[O que fazer]:
[1] Segundo o texto sobre Fedida, em que ano ele se tornou professor da Universidade de Paris VII?
[2] Liste os nomes das pessoas cuja mesma trilha, segundo o texto sobre Fedida, ele percorre.
[3] Retome o texto sobre Fedida e o ensino da psicanálise na universidade e dê continuidade a ele a partir da última frase.

Percorrendo a mesma trilha de Daniel Lagache, Didier Anzieu ou ainda Jean Laplanche, Fedida considera que a disciplina freudiana não deve ser transmitida exclusivamente no quadro privado das associações psicanalíticas. Para se laicizar, ela precisa também se confrontar com outros domínios de saber. Sob essa ótica, e após ter se tornado professor da Universidade de Paris VII, em 1979, opta por um caminho difícil. Recusa a política adotada pelos seus predecessores, que não conseguiram evitar que os departamentos de psicologia clínica funcionassem como anexos das grandes sociedades freudianas. Estabelece, igualmente, um verdadeiro diálogo, de um lado, com os freudianos de obediência lacaniana, e, de outro, com os outros universitários, permitindo assim que a universidade se torne um lugar de confrontação entre as diversas correntes freudianas e entre elas e as outras disciplinas.

[Dados fornecidos]:

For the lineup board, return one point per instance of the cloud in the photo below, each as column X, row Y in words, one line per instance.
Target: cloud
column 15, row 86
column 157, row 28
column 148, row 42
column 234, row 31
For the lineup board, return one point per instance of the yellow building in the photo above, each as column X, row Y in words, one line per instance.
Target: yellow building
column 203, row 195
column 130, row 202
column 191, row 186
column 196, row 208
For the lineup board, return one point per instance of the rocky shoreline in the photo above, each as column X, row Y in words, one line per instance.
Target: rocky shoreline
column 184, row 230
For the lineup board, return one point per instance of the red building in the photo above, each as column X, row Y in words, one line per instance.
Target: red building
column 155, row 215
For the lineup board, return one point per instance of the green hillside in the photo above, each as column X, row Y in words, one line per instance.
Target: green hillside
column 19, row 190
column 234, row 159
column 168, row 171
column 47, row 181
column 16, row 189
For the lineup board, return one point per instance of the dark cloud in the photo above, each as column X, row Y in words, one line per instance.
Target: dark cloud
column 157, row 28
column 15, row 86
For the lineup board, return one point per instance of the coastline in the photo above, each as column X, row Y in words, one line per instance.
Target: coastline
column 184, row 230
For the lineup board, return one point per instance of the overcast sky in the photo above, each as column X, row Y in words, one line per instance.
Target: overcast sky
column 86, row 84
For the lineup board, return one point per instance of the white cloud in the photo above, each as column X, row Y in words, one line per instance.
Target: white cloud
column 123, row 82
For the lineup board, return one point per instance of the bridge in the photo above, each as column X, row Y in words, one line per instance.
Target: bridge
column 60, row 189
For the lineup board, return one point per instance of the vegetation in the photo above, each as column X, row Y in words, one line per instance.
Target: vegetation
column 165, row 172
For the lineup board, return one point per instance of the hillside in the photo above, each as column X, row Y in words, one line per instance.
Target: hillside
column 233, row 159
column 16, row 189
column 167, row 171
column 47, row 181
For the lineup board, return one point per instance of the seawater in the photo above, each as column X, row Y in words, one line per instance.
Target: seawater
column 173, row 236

[Respostas em ordem]:
[1] Em 1979.

[2] Daniel Lagache, Didier Anzieu e Jean Laplanche.

[3]
A ofensiva dos cientistas

Desde então, multiplica suas atividades e, com zelo, sedução, inteligência e delicadeza, consegue desenvolver um espaço de discussão que fará dele o defensor de um humanismo freudiano preocupado ao mesmo tempo com o respeito pelas diferenças e com um ideal racionalista e universalista.

Criador do Laboratório de Psicopatologia da Universidade de Paris VII, em 1979, e responsável pela formação dos futuros psicólogos clínicos, em particular dos pesquisadores e professores, enfrenta fortes adversários vindos das neurociências, do cognitivismo, do experimentalismo e do comportamentalismo, que se atribuíram como principal missão passar a psicologia para o lado das ciências ditas "duras" e retirar dela toda e qualquer referência ao psiquismo.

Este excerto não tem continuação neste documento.